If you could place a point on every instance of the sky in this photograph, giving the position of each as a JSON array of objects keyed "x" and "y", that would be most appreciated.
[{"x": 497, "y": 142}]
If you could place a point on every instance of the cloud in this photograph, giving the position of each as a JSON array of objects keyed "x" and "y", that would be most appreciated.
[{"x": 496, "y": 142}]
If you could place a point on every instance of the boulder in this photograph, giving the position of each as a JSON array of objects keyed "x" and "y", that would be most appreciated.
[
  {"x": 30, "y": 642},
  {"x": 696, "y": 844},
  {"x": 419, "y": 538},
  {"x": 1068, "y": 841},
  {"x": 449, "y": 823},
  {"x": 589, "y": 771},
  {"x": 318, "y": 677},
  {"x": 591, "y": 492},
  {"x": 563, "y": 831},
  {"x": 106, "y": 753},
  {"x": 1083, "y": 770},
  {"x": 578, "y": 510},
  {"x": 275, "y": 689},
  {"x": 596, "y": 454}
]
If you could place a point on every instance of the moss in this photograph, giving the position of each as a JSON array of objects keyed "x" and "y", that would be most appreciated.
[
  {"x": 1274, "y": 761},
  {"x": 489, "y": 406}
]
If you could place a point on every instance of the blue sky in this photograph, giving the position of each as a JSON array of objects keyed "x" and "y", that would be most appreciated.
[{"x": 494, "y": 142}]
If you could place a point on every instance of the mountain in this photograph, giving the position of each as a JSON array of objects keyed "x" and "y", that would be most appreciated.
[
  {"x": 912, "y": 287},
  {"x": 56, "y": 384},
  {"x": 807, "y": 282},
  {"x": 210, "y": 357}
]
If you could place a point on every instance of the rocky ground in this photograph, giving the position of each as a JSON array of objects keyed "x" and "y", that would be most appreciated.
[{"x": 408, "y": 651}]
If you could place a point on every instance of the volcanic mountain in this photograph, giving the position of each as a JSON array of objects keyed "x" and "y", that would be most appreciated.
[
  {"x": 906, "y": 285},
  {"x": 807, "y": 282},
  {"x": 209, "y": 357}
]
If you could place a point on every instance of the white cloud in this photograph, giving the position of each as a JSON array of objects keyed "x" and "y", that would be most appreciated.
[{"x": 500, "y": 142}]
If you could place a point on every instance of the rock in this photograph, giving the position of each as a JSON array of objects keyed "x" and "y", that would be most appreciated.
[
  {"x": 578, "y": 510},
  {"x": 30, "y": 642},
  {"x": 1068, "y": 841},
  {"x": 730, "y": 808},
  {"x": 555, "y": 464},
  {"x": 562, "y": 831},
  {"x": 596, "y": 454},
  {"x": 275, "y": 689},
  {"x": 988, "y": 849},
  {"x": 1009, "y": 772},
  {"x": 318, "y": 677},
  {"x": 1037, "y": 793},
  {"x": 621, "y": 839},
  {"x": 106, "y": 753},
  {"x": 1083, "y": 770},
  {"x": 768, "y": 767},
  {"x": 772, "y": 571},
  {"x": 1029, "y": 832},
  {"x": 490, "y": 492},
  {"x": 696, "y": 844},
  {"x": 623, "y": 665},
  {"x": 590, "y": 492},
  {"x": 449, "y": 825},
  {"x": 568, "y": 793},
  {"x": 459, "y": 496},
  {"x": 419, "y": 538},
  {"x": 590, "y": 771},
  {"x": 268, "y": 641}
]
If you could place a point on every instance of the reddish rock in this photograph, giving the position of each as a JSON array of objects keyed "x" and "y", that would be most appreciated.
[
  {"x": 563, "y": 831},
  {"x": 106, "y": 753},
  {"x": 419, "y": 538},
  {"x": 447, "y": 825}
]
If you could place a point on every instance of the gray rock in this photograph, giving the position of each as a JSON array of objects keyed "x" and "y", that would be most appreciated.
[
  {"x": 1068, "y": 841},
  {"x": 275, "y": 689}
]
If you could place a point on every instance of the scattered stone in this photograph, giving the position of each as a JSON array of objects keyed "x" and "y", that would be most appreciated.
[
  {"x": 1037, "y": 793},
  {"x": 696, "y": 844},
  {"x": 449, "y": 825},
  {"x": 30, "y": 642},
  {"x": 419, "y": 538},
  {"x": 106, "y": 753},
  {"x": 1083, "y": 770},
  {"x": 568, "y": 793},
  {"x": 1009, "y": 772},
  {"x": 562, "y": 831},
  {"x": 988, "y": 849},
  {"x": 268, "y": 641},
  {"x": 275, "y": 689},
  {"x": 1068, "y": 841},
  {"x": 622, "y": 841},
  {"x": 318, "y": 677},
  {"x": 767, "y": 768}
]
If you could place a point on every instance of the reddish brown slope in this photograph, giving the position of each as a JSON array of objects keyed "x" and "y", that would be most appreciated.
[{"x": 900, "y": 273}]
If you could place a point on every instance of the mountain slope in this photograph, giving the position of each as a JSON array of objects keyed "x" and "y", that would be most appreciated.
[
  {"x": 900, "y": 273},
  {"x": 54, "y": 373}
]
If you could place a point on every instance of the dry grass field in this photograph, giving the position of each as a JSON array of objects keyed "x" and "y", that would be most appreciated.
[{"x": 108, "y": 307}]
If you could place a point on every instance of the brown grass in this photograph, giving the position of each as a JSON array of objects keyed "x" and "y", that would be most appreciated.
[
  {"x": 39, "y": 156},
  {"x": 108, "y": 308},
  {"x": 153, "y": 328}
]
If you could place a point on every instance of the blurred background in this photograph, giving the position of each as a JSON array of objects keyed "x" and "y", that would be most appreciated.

○ ○ ○

Set task
Each line from the one with "the reddish brown" through the last line of the records must be written out word for word. Include nothing else.

Expected answer
If you could place a point on every instance of the reddish brown slope in this photograph, giving the position of each as a JSON array of objects keyed "x" and "y", that would be most appreciated.
[{"x": 900, "y": 273}]
If you could place a point on every instance of the mountain slope in this photograph, giving the position of each as a JSON array of objects keyed "x" and "y", that would be most appreciated.
[
  {"x": 900, "y": 273},
  {"x": 54, "y": 373}
]
If you could place a point on every instance of the dry grass field in this photograph, giving the position of each as a JSON array of objects keyed "x" and "y", that would be most appreciated.
[{"x": 108, "y": 307}]
If you could place a point on every instance of the brown grass in this photograph, giving the position of each as a JSON array of objects keyed "x" and "y", that would be most appreciated.
[
  {"x": 39, "y": 156},
  {"x": 108, "y": 308},
  {"x": 153, "y": 328}
]
If you could place a point on every instance of the blurred background in this photograph, giving the position of each as a JSON array of objects keyed "x" and "y", that would be most appreciated.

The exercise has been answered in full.